→ Task goal
Your response must be made up of each line in the data below that contains the string "coordinates".

→ Raw data
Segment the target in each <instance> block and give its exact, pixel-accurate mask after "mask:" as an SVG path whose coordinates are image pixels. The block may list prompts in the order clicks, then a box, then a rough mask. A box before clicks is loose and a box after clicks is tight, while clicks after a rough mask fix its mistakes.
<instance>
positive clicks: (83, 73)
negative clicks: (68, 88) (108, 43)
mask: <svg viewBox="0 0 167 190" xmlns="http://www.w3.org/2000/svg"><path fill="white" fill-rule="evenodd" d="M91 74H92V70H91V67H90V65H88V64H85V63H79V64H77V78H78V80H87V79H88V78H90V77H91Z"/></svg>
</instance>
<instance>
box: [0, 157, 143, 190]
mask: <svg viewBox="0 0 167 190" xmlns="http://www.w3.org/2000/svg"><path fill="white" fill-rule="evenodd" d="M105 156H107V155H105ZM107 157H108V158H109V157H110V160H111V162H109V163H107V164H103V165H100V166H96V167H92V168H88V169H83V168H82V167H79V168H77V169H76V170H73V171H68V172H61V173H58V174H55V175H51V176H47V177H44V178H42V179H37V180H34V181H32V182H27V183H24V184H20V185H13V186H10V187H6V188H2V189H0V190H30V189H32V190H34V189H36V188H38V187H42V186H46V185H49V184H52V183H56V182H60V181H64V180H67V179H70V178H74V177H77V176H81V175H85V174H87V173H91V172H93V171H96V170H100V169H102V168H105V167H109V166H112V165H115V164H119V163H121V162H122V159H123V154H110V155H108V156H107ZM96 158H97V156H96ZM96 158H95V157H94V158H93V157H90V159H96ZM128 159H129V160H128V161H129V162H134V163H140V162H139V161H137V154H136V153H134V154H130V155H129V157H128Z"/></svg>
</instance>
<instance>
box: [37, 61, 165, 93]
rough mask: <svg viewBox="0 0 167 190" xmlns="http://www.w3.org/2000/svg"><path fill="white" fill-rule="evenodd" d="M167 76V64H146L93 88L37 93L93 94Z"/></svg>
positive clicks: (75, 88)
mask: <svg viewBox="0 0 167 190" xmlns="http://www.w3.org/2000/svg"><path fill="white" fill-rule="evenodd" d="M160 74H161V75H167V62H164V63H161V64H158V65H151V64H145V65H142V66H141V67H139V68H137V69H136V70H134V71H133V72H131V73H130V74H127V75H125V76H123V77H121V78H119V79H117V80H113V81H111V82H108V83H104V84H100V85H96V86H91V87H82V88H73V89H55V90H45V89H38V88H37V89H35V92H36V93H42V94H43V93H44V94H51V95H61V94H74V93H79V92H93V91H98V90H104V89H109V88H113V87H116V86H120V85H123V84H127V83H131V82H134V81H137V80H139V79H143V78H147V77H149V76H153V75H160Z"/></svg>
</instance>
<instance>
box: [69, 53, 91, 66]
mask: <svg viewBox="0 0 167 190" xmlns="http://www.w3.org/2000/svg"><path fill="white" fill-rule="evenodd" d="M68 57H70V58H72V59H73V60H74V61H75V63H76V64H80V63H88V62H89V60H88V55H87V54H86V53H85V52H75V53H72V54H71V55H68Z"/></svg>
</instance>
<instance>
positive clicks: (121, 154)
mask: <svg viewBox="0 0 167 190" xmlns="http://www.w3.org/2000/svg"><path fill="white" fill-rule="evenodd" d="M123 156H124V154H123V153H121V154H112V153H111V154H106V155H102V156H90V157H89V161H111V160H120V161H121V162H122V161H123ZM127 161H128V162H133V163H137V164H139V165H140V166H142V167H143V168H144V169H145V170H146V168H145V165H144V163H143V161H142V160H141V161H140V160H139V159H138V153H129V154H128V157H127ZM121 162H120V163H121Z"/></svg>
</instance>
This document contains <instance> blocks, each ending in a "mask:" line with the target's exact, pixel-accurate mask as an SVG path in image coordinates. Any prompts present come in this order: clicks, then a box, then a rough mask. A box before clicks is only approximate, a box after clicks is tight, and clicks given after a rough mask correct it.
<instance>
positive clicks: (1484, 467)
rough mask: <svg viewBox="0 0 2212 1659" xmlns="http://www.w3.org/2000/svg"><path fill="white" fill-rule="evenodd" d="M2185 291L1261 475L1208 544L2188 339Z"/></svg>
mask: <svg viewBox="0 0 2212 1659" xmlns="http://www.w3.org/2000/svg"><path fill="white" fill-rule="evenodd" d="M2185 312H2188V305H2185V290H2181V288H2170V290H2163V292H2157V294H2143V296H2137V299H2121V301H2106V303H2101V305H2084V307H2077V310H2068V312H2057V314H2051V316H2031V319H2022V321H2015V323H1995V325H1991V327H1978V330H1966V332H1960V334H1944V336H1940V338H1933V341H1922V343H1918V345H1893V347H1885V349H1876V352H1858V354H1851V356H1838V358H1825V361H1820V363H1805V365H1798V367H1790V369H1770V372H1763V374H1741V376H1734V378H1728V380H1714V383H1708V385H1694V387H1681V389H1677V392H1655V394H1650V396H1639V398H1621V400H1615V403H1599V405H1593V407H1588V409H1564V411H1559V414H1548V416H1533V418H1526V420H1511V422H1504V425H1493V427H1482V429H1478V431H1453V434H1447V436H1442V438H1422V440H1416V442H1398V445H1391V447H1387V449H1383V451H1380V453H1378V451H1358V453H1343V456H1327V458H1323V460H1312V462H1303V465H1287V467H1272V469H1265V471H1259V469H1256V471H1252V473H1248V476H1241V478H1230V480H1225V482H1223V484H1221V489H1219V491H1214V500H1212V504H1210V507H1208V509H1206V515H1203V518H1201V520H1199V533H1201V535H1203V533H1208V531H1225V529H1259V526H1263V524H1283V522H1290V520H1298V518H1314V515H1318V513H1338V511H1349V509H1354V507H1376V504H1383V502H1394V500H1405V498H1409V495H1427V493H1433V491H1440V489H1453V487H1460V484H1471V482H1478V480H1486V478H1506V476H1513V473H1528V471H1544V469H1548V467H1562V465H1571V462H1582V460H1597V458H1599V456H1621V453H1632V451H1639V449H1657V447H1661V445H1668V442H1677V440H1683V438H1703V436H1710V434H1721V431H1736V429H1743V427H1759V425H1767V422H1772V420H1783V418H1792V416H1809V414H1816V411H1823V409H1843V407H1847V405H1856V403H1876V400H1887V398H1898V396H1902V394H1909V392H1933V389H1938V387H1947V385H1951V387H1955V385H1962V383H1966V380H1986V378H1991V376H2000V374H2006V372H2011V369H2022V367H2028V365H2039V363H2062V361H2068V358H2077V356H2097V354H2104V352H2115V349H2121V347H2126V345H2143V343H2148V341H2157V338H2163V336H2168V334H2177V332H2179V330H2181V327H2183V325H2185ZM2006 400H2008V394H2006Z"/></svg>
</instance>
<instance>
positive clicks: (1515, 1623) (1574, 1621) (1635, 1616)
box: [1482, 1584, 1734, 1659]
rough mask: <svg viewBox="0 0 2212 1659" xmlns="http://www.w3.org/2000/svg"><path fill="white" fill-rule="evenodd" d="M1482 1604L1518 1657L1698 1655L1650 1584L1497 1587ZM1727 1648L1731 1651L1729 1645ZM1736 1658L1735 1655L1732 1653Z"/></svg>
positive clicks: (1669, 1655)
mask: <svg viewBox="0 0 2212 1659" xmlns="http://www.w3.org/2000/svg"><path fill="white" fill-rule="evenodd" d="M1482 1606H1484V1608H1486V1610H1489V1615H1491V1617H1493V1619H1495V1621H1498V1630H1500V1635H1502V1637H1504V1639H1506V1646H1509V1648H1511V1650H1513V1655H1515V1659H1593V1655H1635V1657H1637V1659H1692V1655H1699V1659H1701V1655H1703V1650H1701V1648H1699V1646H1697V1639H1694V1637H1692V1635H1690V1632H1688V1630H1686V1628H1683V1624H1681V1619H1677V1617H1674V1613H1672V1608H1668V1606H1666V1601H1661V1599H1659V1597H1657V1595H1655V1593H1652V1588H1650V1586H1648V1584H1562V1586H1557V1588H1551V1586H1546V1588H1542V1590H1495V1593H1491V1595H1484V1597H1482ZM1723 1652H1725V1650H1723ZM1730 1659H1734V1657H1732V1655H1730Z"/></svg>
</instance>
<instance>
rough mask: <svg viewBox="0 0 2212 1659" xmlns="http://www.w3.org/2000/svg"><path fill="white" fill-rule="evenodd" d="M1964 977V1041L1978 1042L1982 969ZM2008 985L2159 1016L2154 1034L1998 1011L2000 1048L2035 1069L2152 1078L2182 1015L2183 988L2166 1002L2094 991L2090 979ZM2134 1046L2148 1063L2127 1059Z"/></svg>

→ Output
Segment the target in each <instance> block and give its exact, pixel-accurate mask after "mask:" as an SVG path whose coordinates are image pixels. The block may list prompts in the order clicks, then a box, then a rough mask. A box before clicks is loose and a box after clicks is tight, while clicks after a rough mask fix its mistakes.
This document contains <instance> blocks, each ending in a "mask:" line with the target's exact, pixel-accurate mask as an SVG path in image coordinates. Any prompts present come in this order: clicks, then a box, then a rough mask. A box before clicks is only approximate, a box after clicks is tight, and clicks given after a rough mask correct it.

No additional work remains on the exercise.